> _Excerpt_:
◆ ◆ ◆
2002 La Flèche Wallonne

Race details
- Dates: 17 April 2002
- Stages: 1
- Distance: 198 km (123.0 mi)
- Winning time: 4h 42' 04"

Results
- Winner / Mario Aerts (BEL) / (Lotto–Adecco)
- Second / Unai Etxebarria (VEN) / (Euskaltel–Euskadi)
- Third / Michele Bartoli (ITA) / (Fassa Bortolo)

= 2002 La Flèche Wallonne =

The 2002 La Flèche Wallonne was the 66th edition of La Flèche Wallonne cycle race and was held on 17 April 2002. The race started in Charleroi and finished in Huy. The race was won by Mario Aerts of the Lotto team.
◆ ◆ ◆
According to the 2002 La Flèche Wallonne text, in which town did the race finish?

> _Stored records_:
◆ ◆ ◆
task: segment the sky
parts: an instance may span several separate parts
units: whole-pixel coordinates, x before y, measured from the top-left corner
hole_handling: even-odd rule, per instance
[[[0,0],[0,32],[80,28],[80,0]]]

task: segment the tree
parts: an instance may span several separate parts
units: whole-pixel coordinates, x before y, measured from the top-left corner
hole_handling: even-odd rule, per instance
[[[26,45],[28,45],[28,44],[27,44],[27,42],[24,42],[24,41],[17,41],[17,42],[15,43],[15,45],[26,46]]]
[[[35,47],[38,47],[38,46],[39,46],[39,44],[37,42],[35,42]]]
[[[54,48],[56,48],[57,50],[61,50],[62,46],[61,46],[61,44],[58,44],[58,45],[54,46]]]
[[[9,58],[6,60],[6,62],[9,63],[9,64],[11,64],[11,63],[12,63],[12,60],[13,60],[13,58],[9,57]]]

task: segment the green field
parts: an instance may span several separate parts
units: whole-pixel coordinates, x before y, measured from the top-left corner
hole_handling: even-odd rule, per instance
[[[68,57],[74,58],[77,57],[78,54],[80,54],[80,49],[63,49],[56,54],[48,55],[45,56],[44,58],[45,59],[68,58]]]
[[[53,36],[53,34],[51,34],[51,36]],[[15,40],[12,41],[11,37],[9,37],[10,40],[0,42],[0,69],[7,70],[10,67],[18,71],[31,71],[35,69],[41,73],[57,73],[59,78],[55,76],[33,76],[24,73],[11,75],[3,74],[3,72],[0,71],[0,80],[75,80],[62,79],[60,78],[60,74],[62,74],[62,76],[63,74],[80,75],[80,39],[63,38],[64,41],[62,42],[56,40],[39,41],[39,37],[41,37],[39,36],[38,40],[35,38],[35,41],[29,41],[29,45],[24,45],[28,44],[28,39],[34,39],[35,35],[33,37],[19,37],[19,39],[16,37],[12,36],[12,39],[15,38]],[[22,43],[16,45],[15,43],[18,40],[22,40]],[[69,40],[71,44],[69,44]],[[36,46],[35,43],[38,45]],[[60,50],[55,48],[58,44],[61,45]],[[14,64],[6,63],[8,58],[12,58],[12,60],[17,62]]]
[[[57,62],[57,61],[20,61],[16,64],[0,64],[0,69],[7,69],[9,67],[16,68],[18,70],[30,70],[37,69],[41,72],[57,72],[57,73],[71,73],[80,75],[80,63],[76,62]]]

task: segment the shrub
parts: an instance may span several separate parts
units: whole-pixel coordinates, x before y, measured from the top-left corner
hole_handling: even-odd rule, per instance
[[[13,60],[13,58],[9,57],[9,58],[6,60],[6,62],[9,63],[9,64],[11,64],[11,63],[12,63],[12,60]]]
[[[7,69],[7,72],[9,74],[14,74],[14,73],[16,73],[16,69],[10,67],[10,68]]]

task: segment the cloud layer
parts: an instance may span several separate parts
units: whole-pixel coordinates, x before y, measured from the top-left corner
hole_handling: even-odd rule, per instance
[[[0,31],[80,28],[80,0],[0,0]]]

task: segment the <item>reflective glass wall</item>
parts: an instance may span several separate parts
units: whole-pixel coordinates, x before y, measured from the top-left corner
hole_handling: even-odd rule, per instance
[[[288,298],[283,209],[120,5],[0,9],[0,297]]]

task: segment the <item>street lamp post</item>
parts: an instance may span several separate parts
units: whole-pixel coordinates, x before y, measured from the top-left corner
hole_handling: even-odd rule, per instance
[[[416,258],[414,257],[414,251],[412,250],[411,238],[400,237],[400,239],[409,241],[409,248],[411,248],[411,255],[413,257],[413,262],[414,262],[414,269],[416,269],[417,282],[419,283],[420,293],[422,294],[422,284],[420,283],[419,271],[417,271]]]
◆ ◆ ◆
> _Response to this task_:
Huy